-- Start Data entries --

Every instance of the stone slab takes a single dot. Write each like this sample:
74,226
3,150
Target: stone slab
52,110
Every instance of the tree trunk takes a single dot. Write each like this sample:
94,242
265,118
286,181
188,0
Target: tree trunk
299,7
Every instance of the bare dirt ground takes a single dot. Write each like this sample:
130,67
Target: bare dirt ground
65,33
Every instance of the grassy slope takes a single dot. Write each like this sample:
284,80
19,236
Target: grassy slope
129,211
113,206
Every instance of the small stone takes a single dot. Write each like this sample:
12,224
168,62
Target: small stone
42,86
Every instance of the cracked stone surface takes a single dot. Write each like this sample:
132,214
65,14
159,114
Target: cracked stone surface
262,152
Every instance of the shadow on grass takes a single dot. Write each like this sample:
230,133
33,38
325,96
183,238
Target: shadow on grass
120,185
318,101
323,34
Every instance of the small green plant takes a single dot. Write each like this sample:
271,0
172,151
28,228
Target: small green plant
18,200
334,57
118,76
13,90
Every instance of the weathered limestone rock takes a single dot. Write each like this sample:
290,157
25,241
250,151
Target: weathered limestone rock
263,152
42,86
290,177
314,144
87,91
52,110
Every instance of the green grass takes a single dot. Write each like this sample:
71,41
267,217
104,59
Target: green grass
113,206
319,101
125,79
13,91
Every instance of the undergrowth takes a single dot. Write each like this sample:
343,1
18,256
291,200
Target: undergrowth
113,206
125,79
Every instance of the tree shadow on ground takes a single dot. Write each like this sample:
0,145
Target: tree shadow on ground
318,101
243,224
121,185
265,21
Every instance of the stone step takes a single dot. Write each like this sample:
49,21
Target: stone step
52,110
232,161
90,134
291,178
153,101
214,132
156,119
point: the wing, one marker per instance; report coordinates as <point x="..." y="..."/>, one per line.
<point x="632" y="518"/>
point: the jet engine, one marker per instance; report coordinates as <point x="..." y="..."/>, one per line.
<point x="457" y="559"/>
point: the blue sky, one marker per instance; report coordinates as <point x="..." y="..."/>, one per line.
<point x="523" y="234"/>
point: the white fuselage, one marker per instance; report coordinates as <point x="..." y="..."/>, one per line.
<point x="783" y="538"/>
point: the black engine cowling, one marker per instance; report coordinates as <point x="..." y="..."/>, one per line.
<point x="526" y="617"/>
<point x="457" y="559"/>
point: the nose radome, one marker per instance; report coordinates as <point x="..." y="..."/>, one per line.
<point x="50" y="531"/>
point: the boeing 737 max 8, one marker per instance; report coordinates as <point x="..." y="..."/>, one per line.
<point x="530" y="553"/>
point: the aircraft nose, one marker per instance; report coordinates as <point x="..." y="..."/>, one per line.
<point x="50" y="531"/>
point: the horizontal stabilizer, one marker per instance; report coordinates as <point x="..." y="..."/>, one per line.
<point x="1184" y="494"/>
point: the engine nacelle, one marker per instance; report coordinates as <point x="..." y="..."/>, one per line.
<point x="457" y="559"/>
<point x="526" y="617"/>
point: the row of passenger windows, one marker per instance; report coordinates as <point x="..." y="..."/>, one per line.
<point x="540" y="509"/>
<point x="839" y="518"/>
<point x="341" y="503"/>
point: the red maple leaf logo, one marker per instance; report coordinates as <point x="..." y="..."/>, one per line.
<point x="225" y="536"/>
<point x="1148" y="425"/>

-- End Data entries --

Retype the data in full and match it exactly.

Every instance of the stone slab takes a single dot. Write each like this sample:
74,226
3,150
Target: stone slab
52,110
Every instance of the tree trunk takes a single dot. Write each like this sample:
94,242
265,118
286,181
188,0
Target: tree trunk
299,7
Every instance of the bare dirt ground takes a single dot. Write each like this sample:
130,67
Target: bare dirt ground
65,33
Every instance of the grassy slope takes a single dot. Write each like this sample:
284,80
19,236
Target: grassy slope
129,211
113,206
Every instance of the small stone takes a single dot. Write each like this sample:
12,224
168,62
Target: small stone
42,86
Every instance of the cracked stone surface takes a single dot. Write each like this sample:
132,214
65,14
159,114
Target: cracked stone surface
262,152
Every instance of the shadow on grass takes a single dot. Write each like this sample:
230,133
33,38
325,96
183,238
Target: shadow on grass
120,185
318,101
323,34
Every instance of the small green plant takes a single dot. Write each like this sample:
271,0
172,151
28,228
Target: small green plant
18,200
334,57
118,76
13,90
Every instance of the weathered limestone rock takes a single dot. Write each like this sample:
290,157
25,241
250,151
Target: weathered limestone rock
263,152
42,86
290,177
314,144
87,91
52,110
Every instance of the green grass takes a single dot. Write each like this sample:
71,41
267,217
104,59
Target: green grass
113,206
319,101
125,79
13,91
Every instance of the undergrowth takes a single dot. Write each like this sample:
343,1
18,256
291,200
Target: undergrowth
113,206
125,79
Every instance of the tree shadow on ground takes a single dot. Write each like this sample:
0,145
Target: tree shadow on ground
318,101
243,224
121,185
265,21
Every instance of the stone step takes a single dot. Write each like this sample:
49,21
Target: stone step
52,110
232,161
90,134
291,178
153,101
214,132
156,119
point: the wing, one marker per instance; report coordinates as <point x="..." y="..."/>, one per line.
<point x="632" y="518"/>
point: the jet engine, one marker per instance; report coordinates as <point x="..." y="..."/>, one per line.
<point x="457" y="559"/>
point: the blue sky, one marker per instance; report coordinates as <point x="..." y="..."/>, one per line.
<point x="523" y="234"/>
point: the white fuselage, one marker per instance; report coordinates as <point x="..." y="..."/>, one per line.
<point x="783" y="538"/>
point: the black engine cowling, one marker per instance; report coordinates as <point x="..." y="..."/>, one per line.
<point x="526" y="617"/>
<point x="457" y="559"/>
point: the nose radome, one marker per instance; report coordinates as <point x="..." y="..."/>, one per line.
<point x="50" y="531"/>
point: the boeing 737 max 8, one marker per instance; report coordinates as <point x="..." y="..."/>, one per line.
<point x="530" y="553"/>
point: the aircraft nose, one marker per instance; report coordinates as <point x="..." y="..."/>, one per line.
<point x="50" y="531"/>
point: the horizontal stabilizer, one marker per instance; report coordinates as <point x="..." y="..."/>, one per line.
<point x="1184" y="494"/>
point: the engine nacelle, one marker per instance; report coordinates as <point x="..." y="..."/>, one per line.
<point x="457" y="559"/>
<point x="526" y="617"/>
point: the row of passenger windows, one marker per instance; report coordinates as <point x="..." y="..."/>, one per line.
<point x="540" y="509"/>
<point x="839" y="518"/>
<point x="341" y="503"/>
point: the red maple leaf logo, one marker per instance; report coordinates as <point x="..." y="..."/>, one per line.
<point x="225" y="536"/>
<point x="1148" y="425"/>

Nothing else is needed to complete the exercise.